──────── Data provided

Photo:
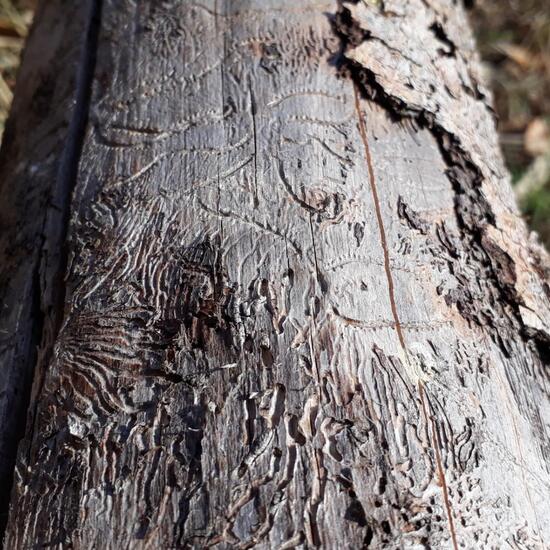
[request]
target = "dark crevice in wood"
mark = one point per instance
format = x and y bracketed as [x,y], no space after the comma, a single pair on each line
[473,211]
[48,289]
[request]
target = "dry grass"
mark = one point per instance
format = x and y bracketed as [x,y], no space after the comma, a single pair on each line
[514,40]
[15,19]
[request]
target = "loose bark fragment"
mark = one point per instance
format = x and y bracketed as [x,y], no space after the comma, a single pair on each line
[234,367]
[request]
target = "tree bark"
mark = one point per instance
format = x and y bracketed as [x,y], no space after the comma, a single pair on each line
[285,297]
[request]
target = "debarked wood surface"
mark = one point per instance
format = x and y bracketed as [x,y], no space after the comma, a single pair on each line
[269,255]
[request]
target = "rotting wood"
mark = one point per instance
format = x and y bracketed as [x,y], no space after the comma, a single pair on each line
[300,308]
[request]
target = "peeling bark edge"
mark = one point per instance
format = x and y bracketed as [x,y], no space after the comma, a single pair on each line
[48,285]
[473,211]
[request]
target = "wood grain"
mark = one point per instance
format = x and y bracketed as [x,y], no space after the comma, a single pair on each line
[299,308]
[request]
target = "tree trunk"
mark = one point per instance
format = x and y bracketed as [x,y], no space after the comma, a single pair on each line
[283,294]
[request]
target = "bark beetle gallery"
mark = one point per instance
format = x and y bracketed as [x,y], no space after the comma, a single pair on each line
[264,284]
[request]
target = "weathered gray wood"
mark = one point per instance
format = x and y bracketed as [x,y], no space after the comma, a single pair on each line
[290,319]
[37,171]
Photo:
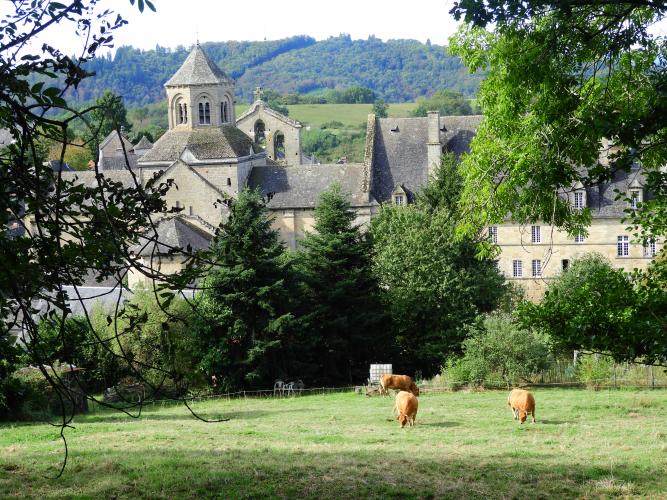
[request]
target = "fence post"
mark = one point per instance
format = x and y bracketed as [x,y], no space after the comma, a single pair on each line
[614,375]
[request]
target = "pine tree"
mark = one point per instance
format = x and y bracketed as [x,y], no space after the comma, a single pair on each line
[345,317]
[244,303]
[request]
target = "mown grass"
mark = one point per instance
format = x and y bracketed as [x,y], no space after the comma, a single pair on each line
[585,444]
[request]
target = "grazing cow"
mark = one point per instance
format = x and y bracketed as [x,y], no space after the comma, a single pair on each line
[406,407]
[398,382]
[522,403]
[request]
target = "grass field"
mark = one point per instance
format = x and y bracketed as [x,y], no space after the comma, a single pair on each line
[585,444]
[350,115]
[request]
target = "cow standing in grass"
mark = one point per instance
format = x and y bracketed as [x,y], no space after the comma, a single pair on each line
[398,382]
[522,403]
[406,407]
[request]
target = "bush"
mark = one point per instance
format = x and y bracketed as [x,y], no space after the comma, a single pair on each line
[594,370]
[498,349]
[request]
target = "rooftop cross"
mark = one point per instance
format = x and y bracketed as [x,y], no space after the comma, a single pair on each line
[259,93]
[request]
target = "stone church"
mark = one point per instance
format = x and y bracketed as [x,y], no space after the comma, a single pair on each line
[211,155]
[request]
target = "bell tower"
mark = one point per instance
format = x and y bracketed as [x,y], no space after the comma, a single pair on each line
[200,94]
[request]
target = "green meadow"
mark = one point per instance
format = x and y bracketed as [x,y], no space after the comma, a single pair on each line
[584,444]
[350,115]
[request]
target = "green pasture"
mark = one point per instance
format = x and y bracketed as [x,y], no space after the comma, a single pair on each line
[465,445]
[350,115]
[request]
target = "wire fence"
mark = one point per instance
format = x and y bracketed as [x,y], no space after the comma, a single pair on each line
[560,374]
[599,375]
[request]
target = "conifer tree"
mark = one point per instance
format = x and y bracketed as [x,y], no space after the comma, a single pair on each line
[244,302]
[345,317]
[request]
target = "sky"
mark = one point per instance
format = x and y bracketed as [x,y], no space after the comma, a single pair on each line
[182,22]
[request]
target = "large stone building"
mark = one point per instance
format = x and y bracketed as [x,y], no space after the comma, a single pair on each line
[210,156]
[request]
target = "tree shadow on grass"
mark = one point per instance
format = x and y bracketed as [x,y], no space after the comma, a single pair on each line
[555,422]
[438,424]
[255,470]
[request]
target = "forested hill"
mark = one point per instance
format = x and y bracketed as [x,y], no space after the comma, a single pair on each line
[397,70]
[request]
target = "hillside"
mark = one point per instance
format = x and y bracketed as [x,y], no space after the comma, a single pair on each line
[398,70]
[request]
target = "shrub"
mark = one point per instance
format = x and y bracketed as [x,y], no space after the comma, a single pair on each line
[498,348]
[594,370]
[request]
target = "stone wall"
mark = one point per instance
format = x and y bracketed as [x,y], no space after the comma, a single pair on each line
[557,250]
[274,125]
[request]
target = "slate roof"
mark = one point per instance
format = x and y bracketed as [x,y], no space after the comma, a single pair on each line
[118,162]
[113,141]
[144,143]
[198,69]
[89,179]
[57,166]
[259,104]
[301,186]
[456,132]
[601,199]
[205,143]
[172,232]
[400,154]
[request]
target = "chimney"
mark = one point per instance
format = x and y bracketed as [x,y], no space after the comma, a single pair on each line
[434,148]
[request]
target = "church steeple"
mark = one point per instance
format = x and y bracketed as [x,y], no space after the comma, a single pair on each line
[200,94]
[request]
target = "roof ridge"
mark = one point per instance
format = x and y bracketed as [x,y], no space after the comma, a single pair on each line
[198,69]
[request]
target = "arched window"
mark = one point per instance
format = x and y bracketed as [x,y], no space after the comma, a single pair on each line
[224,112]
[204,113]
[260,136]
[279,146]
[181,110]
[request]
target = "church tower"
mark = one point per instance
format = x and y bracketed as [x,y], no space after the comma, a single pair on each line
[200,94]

────────────────

Problem to work on: How many lines of the listing contain the word "wood"? Reply with only the number.

Solution to this problem: 5